■ ACTION ITEM A
In the belly fat article, for how many years on average were the women in the new study followed?
■ ACTION ITEM B
Copy the passage of the belly fat article between "Bad news for" and "their pear-shaped counterparts.", inclusive.

Belly fat raises risk of heart disease, stroke in older women despite normal BMI

By American Heart Association News

Older woman at gym.
(Urbancow, iStock Photos)

Bad news for women who carry fat around their waist rather than on their thighs: New research finds that postmenopausal women shaped like apples are at higher risk for stroke and heart attack than their pear-shaped counterparts.

Several recent studies have found that body fat distribution is a better predictor of heart disease risk than body mass index, a widely used method for diagnosing obesity. BMI is a numerical value of weight in relation to height and an indication of body fat – but not a direct measurement of it.

In a new study presented this week at the American Heart Association's Epidemiology and Prevention/Lifestyle and Cardiometabolic Health Scientific Sessions in Houston, researchers analyzed data on 2,683 postmenopausal women with BMIs that put them in the normal-weight category. Their body composition and fat content were measured with a special type of X-ray used primarily to assess bone density and check for osteoporosis. The women were then followed for an average of 18 years and monitored for heart attack, stroke and other types of cardiovascular disease.

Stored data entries
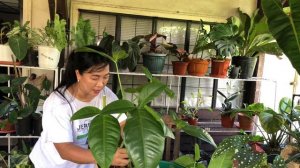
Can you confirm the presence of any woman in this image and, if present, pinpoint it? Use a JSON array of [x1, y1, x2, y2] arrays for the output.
[[30, 47, 128, 168]]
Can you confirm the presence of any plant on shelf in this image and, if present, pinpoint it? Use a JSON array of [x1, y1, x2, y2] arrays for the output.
[[208, 134, 286, 168], [0, 34, 48, 135], [37, 14, 67, 68], [71, 17, 96, 48], [187, 20, 211, 76], [181, 89, 204, 125], [228, 9, 282, 78], [261, 0, 300, 74], [72, 48, 216, 168], [140, 33, 175, 74], [217, 82, 242, 128], [209, 21, 240, 78], [174, 144, 205, 168], [99, 31, 143, 72], [170, 47, 189, 75], [1, 20, 31, 64]]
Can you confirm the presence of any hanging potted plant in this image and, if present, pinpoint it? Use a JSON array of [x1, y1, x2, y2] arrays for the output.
[[171, 49, 189, 75], [228, 9, 282, 79], [141, 33, 174, 74], [38, 14, 67, 68], [217, 82, 242, 128], [187, 20, 211, 76]]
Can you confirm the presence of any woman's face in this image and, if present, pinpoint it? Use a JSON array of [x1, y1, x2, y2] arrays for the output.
[[76, 65, 109, 101]]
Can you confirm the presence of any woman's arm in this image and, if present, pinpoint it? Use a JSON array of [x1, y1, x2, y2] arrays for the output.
[[54, 142, 129, 166]]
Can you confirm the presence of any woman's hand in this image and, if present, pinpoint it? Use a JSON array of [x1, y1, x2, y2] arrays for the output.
[[112, 148, 129, 166]]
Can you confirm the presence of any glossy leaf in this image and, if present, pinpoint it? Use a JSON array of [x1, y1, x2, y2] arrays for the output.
[[8, 36, 28, 61], [124, 110, 165, 168], [208, 150, 234, 168], [259, 110, 284, 134], [261, 0, 300, 73], [101, 100, 135, 115], [71, 106, 101, 121], [181, 123, 217, 147], [88, 115, 121, 168], [138, 83, 166, 107], [144, 105, 175, 139], [0, 74, 10, 83]]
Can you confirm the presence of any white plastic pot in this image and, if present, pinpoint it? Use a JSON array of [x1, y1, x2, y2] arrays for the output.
[[38, 46, 60, 68], [0, 44, 16, 64]]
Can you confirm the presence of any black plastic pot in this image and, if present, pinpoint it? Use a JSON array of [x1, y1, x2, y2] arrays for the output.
[[231, 56, 257, 79]]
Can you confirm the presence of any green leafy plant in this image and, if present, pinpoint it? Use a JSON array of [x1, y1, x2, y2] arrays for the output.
[[37, 14, 67, 52], [181, 89, 204, 119], [233, 9, 282, 57], [71, 48, 216, 168], [72, 17, 96, 48], [174, 144, 205, 168], [261, 0, 300, 74]]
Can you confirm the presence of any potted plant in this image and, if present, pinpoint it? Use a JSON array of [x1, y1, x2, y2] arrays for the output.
[[181, 89, 204, 125], [261, 0, 300, 74], [209, 22, 239, 78], [72, 48, 216, 168], [0, 22, 15, 64], [71, 17, 96, 48], [217, 82, 241, 128], [0, 34, 47, 135], [38, 14, 67, 68], [141, 33, 174, 74], [228, 9, 282, 79], [171, 48, 189, 75], [208, 134, 286, 168], [187, 20, 210, 76]]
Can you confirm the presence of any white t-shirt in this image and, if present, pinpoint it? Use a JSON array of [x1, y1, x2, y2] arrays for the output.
[[29, 87, 126, 168]]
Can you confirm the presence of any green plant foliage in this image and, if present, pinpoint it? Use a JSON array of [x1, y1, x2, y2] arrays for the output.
[[72, 47, 216, 168], [72, 17, 96, 48], [261, 0, 300, 74], [208, 135, 266, 168]]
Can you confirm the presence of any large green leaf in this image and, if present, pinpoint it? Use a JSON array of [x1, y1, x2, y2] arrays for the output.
[[261, 0, 300, 74], [0, 74, 10, 83], [71, 106, 101, 120], [181, 122, 217, 147], [88, 115, 121, 168], [124, 110, 165, 168], [144, 105, 175, 139], [208, 150, 234, 168], [138, 83, 166, 107], [101, 100, 135, 114], [259, 109, 284, 134], [8, 36, 28, 60]]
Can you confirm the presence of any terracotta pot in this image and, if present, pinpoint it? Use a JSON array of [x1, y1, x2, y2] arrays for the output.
[[238, 113, 254, 130], [172, 61, 189, 75], [187, 59, 210, 76], [188, 118, 198, 125], [210, 59, 230, 78], [221, 115, 235, 128]]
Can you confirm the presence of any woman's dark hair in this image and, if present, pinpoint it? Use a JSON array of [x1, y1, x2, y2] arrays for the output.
[[54, 46, 109, 97]]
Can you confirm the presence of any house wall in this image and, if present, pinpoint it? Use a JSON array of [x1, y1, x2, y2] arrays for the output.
[[23, 0, 257, 28]]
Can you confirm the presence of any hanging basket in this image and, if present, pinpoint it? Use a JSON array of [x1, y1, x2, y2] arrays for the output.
[[0, 44, 20, 65], [143, 53, 167, 74], [38, 46, 60, 68]]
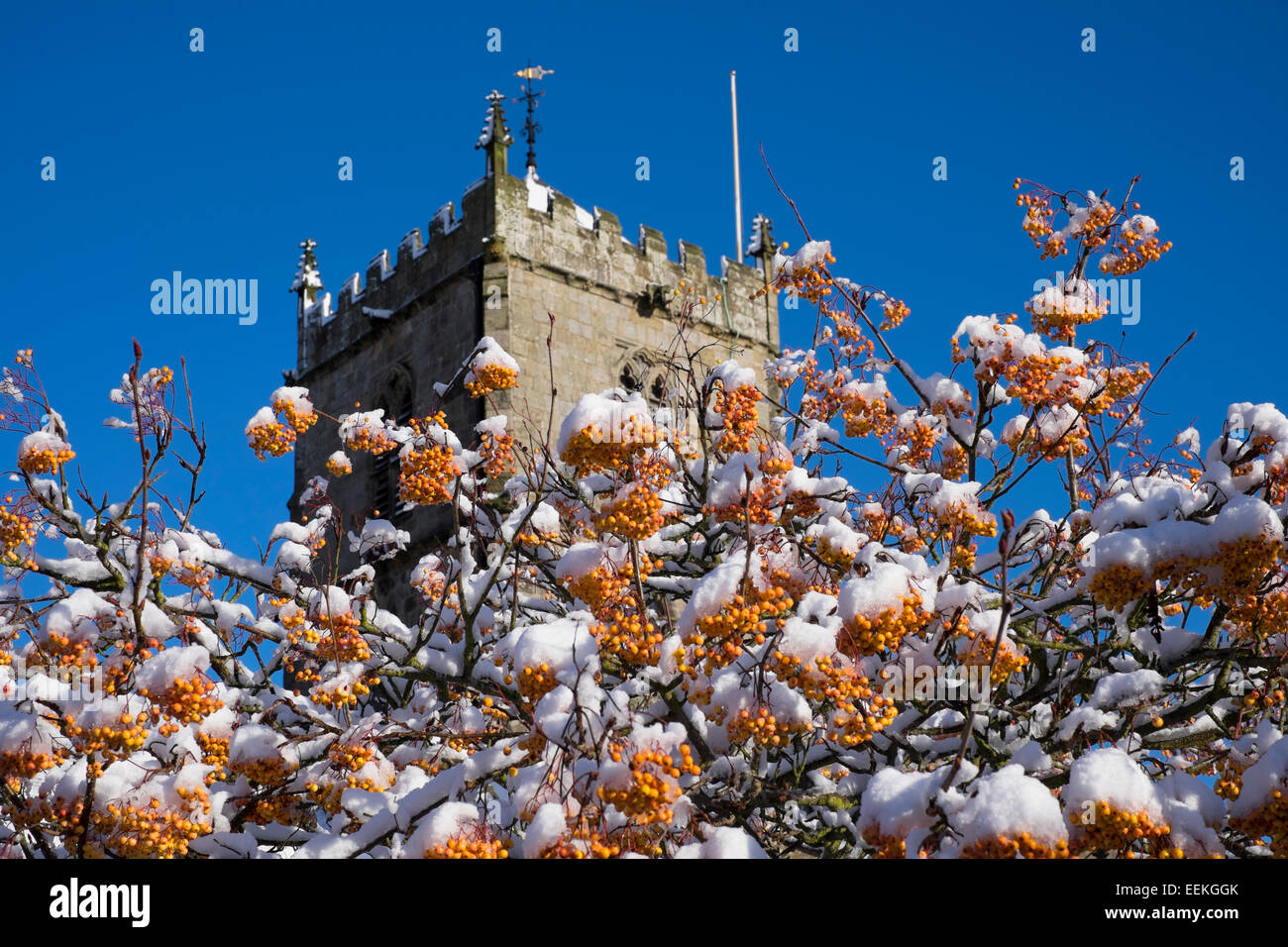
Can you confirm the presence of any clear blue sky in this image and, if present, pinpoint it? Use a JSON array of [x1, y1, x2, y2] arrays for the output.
[[0, 1, 1288, 546]]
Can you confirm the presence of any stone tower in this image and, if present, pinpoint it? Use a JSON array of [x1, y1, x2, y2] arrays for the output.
[[287, 91, 778, 613]]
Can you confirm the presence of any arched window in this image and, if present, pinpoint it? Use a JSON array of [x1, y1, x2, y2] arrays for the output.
[[617, 348, 670, 407], [371, 365, 415, 520]]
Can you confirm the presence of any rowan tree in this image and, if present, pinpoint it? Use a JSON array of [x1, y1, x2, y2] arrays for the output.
[[0, 180, 1288, 858]]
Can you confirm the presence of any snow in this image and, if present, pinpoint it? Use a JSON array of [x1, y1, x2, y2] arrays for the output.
[[953, 766, 1069, 848], [228, 723, 299, 768], [268, 385, 313, 417], [465, 335, 519, 386], [134, 644, 210, 695], [837, 562, 926, 622], [675, 826, 769, 858], [524, 167, 551, 214], [1091, 669, 1164, 708], [555, 389, 653, 456], [1231, 721, 1288, 819], [773, 240, 832, 275], [705, 359, 756, 391], [349, 519, 411, 559], [1063, 746, 1163, 824]]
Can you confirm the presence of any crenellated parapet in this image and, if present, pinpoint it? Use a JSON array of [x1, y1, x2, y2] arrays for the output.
[[292, 86, 778, 378]]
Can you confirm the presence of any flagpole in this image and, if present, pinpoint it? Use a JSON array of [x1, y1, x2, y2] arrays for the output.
[[729, 69, 742, 263]]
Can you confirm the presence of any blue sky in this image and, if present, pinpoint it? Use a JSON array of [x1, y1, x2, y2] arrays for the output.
[[0, 1, 1288, 548]]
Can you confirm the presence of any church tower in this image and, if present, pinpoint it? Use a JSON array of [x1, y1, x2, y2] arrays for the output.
[[287, 91, 780, 613]]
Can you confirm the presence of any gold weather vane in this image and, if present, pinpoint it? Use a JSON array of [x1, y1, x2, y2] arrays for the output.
[[512, 61, 554, 175]]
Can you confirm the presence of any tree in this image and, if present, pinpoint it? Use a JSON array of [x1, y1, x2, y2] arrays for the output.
[[0, 180, 1288, 858]]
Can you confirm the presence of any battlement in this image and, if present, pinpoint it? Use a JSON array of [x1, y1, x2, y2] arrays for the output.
[[296, 93, 778, 377], [494, 175, 778, 347]]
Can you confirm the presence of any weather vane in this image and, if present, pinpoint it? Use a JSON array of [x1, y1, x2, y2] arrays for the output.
[[514, 59, 554, 174]]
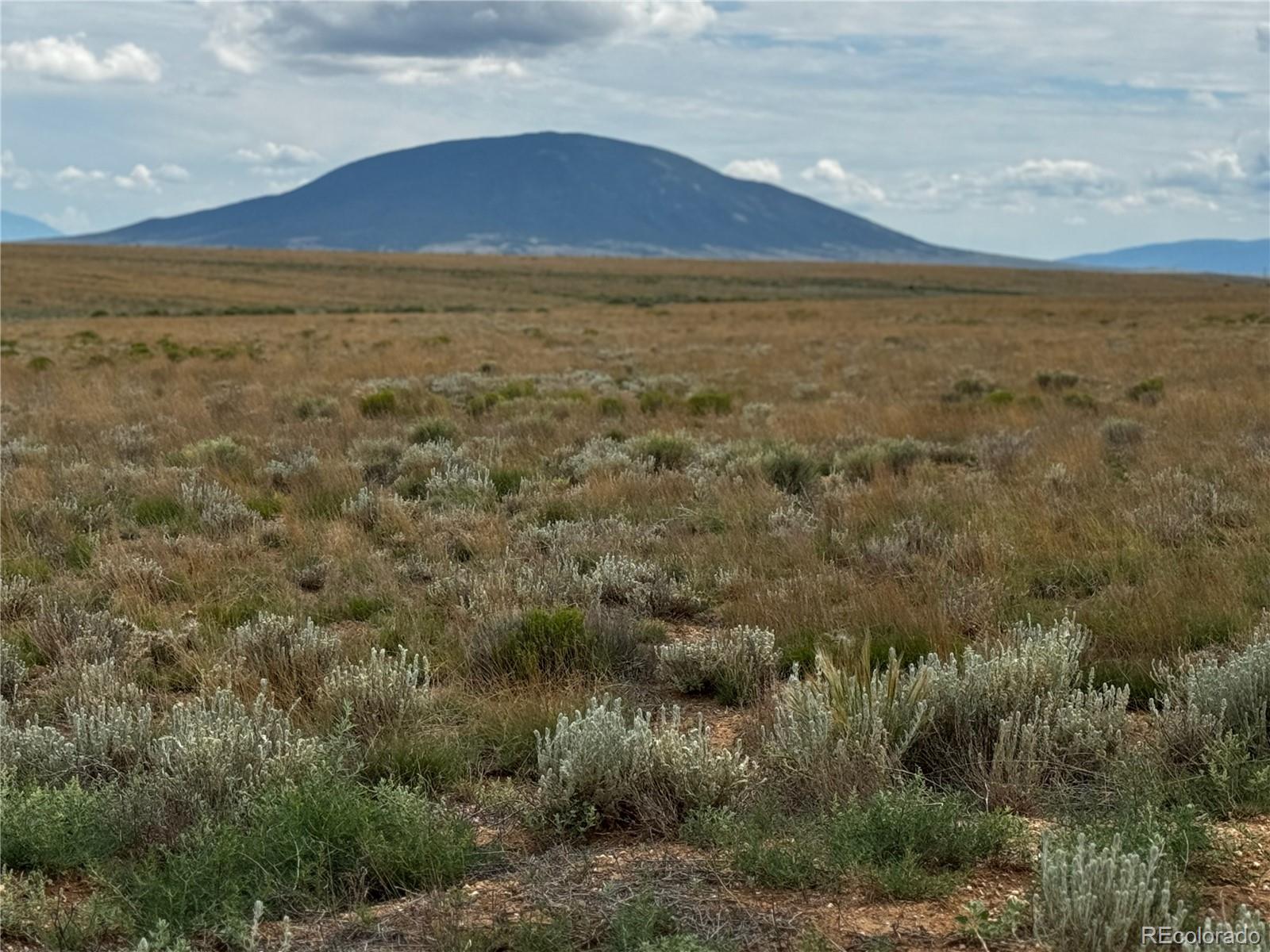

■ TASK OUTPUT A
An average of 18 years.

■ TASK OUTPUT B
Bad news for women who carry fat around their waist rather than on their thighs: New research finds that postmenopausal women shaped like apples are at higher risk for stroke and heart attack than their pear-shaped counterparts.